══ Given records ══

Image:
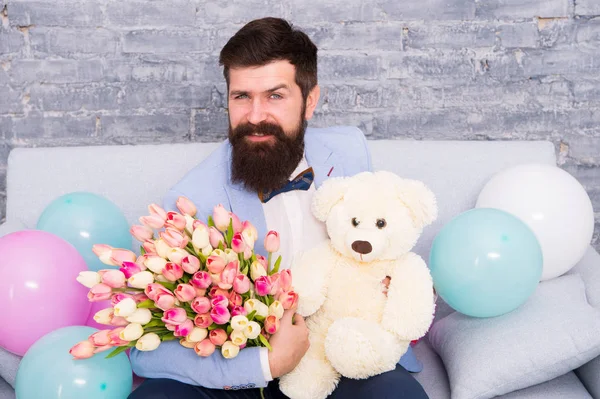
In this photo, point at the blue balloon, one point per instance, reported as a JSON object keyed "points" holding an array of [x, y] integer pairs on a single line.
{"points": [[485, 262], [84, 219], [48, 370]]}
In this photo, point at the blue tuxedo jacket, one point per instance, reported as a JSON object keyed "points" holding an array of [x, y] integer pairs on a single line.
{"points": [[336, 151]]}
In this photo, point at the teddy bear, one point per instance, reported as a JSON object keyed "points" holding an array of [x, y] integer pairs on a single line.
{"points": [[357, 327]]}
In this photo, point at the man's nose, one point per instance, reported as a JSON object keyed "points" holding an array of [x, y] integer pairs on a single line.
{"points": [[258, 112]]}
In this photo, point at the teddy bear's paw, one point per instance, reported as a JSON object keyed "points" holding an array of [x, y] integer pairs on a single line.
{"points": [[312, 379], [360, 349]]}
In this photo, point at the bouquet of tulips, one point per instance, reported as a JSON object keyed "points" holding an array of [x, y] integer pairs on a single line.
{"points": [[202, 284]]}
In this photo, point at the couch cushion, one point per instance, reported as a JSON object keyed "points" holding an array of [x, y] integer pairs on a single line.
{"points": [[554, 332]]}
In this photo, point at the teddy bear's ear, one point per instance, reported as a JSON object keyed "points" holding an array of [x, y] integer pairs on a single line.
{"points": [[330, 193], [419, 199]]}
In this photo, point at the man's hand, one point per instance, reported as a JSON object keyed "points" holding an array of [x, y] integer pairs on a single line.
{"points": [[289, 344], [386, 283]]}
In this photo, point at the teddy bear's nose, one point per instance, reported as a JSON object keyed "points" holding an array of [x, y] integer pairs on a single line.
{"points": [[362, 247]]}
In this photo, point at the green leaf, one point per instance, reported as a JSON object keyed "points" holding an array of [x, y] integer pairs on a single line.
{"points": [[264, 341], [277, 263], [120, 349], [147, 304], [251, 315]]}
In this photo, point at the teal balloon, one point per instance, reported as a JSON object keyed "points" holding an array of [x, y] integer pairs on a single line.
{"points": [[48, 370], [485, 262], [84, 219]]}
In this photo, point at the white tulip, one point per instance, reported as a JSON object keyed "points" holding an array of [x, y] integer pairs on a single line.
{"points": [[89, 278], [148, 342], [229, 350], [141, 316], [131, 332], [141, 279]]}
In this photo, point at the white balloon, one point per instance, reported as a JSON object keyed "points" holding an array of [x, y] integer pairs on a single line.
{"points": [[553, 204]]}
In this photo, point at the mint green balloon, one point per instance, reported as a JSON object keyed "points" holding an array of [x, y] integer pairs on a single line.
{"points": [[485, 262], [48, 371], [84, 219]]}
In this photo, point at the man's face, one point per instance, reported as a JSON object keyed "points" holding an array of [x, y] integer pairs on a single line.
{"points": [[267, 118]]}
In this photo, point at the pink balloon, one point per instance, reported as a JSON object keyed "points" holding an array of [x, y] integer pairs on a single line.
{"points": [[96, 307], [39, 292]]}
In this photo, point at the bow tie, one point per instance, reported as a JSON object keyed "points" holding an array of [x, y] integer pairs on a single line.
{"points": [[300, 182]]}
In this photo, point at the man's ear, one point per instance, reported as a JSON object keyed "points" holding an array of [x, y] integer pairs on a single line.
{"points": [[330, 193], [311, 102]]}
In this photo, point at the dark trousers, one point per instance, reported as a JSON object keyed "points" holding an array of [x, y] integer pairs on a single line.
{"points": [[396, 384]]}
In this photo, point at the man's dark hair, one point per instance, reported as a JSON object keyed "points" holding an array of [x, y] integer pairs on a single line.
{"points": [[269, 39]]}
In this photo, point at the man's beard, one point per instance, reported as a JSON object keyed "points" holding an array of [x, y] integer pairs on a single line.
{"points": [[265, 166]]}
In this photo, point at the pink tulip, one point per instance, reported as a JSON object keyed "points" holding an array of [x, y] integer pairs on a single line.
{"points": [[141, 233], [115, 340], [130, 268], [186, 206], [220, 314], [271, 324], [215, 237], [288, 299], [263, 261], [215, 264], [262, 285], [118, 297], [201, 280], [238, 310], [174, 238], [149, 247], [237, 243], [156, 210], [272, 241], [174, 316], [241, 284], [172, 271], [218, 336], [99, 292], [204, 348], [113, 278], [219, 300], [175, 221], [154, 289], [82, 350], [183, 329], [190, 264], [100, 338], [220, 218], [164, 300], [201, 305], [235, 299], [203, 320], [185, 292], [228, 275], [152, 221], [285, 279], [235, 223]]}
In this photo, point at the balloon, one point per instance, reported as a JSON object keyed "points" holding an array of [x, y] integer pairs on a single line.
{"points": [[85, 219], [485, 262], [553, 204], [96, 307], [38, 288], [48, 370]]}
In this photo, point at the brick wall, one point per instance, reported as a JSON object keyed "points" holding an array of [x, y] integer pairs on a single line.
{"points": [[79, 72]]}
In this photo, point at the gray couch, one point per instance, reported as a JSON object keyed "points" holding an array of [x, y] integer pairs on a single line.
{"points": [[132, 177]]}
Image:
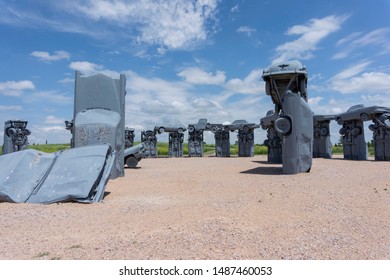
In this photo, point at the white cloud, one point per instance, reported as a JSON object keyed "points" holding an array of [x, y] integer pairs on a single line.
{"points": [[357, 40], [85, 67], [310, 36], [195, 75], [352, 71], [49, 97], [54, 120], [315, 100], [369, 82], [246, 29], [15, 88], [252, 84], [47, 57], [175, 24], [11, 108], [235, 9]]}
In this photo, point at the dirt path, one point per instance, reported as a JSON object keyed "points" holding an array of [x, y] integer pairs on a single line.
{"points": [[214, 208]]}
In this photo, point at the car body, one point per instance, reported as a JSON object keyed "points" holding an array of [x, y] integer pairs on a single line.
{"points": [[134, 154], [360, 112], [201, 125], [169, 128], [240, 125]]}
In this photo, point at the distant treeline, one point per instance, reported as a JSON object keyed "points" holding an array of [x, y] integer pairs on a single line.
{"points": [[209, 149]]}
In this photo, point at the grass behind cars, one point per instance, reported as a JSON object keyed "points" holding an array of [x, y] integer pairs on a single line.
{"points": [[209, 149]]}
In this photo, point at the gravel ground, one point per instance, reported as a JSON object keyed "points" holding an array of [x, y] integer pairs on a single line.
{"points": [[214, 208]]}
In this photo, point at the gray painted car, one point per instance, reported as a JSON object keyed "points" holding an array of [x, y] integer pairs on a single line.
{"points": [[134, 154]]}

═══

Pictures stay out; everything else in the listing above is to be repeated exactly.

** Output of the exercise **
Image:
In this photo, point at the blue balloon, one point per instance, reported as a JSON object keyed "points" holding an array of [x, y] integer pairs on a single line.
{"points": [[485, 262], [84, 219], [48, 370]]}
In this photo, point at the blue tuxedo jacket, one point per instance, reported as a JSON object keyed "points" holding an array of [x, y] integer pairs on a single line.
{"points": [[336, 151]]}
In this photo, point at the teddy bear, one point per instance, reported as a JSON object keyed "points" holding an array of [x, y] integer pairs on a single line.
{"points": [[357, 327]]}
In this photo, point at the man's nose, one point per instance, reported as a JSON object keyed "points" holding an array of [x, y] integer pairs on a single line.
{"points": [[258, 112]]}
In this photo, point at the teddy bear's paw, one point per instance, reported as a JSON object keyed "points" holding an array of [x, y] integer pairs on a single line.
{"points": [[312, 379], [360, 349]]}
In this photo, point at the bouquet of tulips, one point per instance, reported as a JSON object keyed "points" holding an array of [x, y] integer pairs on a single line.
{"points": [[202, 284]]}
In this photo, point at the couch cushion, one point per instance, reported as a JSON object keyed "points" holding an array of [x, y] integer pairs on a single line.
{"points": [[554, 332]]}
In this photo, point at the teddy bear's ear, one point per instance, reported as a JSON object keyed "points" holding an array of [x, y] integer pairs on a single line.
{"points": [[330, 193], [419, 199]]}
In this photo, point at the man's hand, one point per instance, reported as a JSON object keyed "points" holding an array of [x, y] integer pairs on a single line.
{"points": [[289, 344], [386, 283]]}
In this photo, point at the teddy bear's nose, one point per instance, reported as a JSON object keyed "points" holding an array of [x, y] integer pairs on a single line.
{"points": [[362, 247]]}
In this photo, point at the green leaf, one point per instance, reported as a JSON object keyed "points" holding an array of [x, y] integer pairs on a single line.
{"points": [[264, 341], [277, 263], [120, 349], [147, 304], [251, 315]]}
In this photo, point at the teal balloon, one point per instance, reported as a JSON object keyed "points" holding an array of [x, y] integer pairs on a single line.
{"points": [[48, 370], [485, 262], [84, 219]]}
In this photo, point at the white tulip, one point per instance, reported as a JSON object keyed "points" holding an array of [x, y] integer pairs on a single line.
{"points": [[89, 278], [148, 342], [229, 350], [141, 316], [131, 332], [141, 279]]}
In this photo, point at the white balloon, one point per instance, reported as a JSON object keyed "points" holding an array of [x, y] integer pairs on a single line.
{"points": [[553, 204]]}
In this photo, point at the mint green balloon, one point per instance, reported as a JSON object keyed "points" holding an array of [x, y] integer pairs on a single line.
{"points": [[485, 262], [48, 371], [84, 219]]}
In this photo, point at the man's face, one point per instance, reported as a JSON object keyed "points" holding an array of [x, y] integer pairs on a single line.
{"points": [[267, 118]]}
In this photo, point at the pink balloon, one point per instance, reported as a JSON object keyed "points" holding an array of [x, y] integer pairs on a single line.
{"points": [[96, 307], [39, 292]]}
In this photo, point at the bow tie, one point per instance, reported as a JSON object keyed "points" holding an array of [x, y] integer pairs on a single line.
{"points": [[300, 182]]}
In this photo, point at the man's ear, one point per instance, reported as a JSON object keyed "points" holding an array of [x, y] integer pairs on a single line.
{"points": [[330, 193], [311, 102]]}
In this photo, point at the dark trousers, one point per instance, reported as a JSON object keyed "points" holding an array of [x, y] integer pairs on a single line.
{"points": [[396, 384]]}
In this photo, point at the man's dark hair, one point per instance, reported as a JSON object keyed "points" holding an array of [x, y] integer pairs on a single line.
{"points": [[269, 39]]}
In this photo, point at the man's beard, one point per instance, reported as a JSON object keyed "points" holding an array of [x, y] integer pairs on a single line.
{"points": [[265, 166]]}
In this photo, point at the pink tulip, one point per instance, reported as a JSON object keyed "points" holding an array of [x, y] integer pairs on a single line.
{"points": [[141, 233], [115, 340], [130, 268], [186, 206], [220, 314], [271, 324], [215, 237], [288, 299], [263, 261], [215, 264], [262, 285], [118, 297], [201, 280], [238, 310], [174, 238], [149, 247], [237, 243], [156, 210], [272, 241], [174, 316], [241, 284], [172, 271], [218, 336], [99, 292], [204, 348], [113, 278], [219, 300], [175, 221], [154, 289], [82, 350], [183, 329], [190, 264], [100, 338], [220, 218], [164, 300], [201, 305], [235, 299], [203, 320], [185, 292], [228, 275], [152, 221], [285, 279], [235, 223]]}
In this photo, point at the balloon, one point per instance, reported as a JSON object keyed "points" holding an array of [x, y] integer pairs on a single line.
{"points": [[85, 219], [485, 262], [553, 204], [96, 307], [38, 288], [48, 370]]}
In this photo, point at the brick wall, one point per instance, reported as a JSON object keyed "points" holding an array of [x, y] integer pairs on a single line.
{"points": [[79, 72]]}
In this photo, point at the gray couch, one point per instance, reported as a JSON object keyed "points" holding an array of [x, y] integer pairs on a single line.
{"points": [[132, 177]]}
Image:
In this photo, point at the white cloud, one point per instance, reported as a JSON object keyed "points" holding an array of [x, y] integer pairs on a single line.
{"points": [[357, 40], [85, 67], [310, 36], [195, 75], [352, 71], [49, 97], [54, 120], [315, 100], [369, 82], [246, 29], [15, 88], [252, 84], [47, 57], [175, 24], [11, 108], [235, 9]]}
In this photo, point at the dirt path, one point per instance, reported as a JSON object keyed "points" holding an array of [x, y] integer pairs on a single line.
{"points": [[214, 208]]}
In this photo, point at the car body, one point per instance, reported as a JSON object keyed "points" holding an array of [x, y] integer pairs on a single line.
{"points": [[134, 154], [360, 112], [201, 125], [169, 128], [240, 125]]}
In this photo, point at the distant treeline, one point per instance, reported as a JSON object keyed "points" holding an array of [x, y] integer pairs on a single line.
{"points": [[209, 149]]}
In this photo, point at the grass behind cars, one point per instance, reported as a JSON object keyed "points" holding an array of [x, y] integer pairs on a single line.
{"points": [[209, 149]]}
In this photo, point at the gravel ground, one point per instance, reported as a JSON object keyed "points" holding an array of [x, y] integer pairs on a single line.
{"points": [[214, 208]]}
In this photo, point at the gray painted car, one point per instance, reported as a JSON object keyed "points" holding an array of [x, y] integer pairs on a single line.
{"points": [[134, 154]]}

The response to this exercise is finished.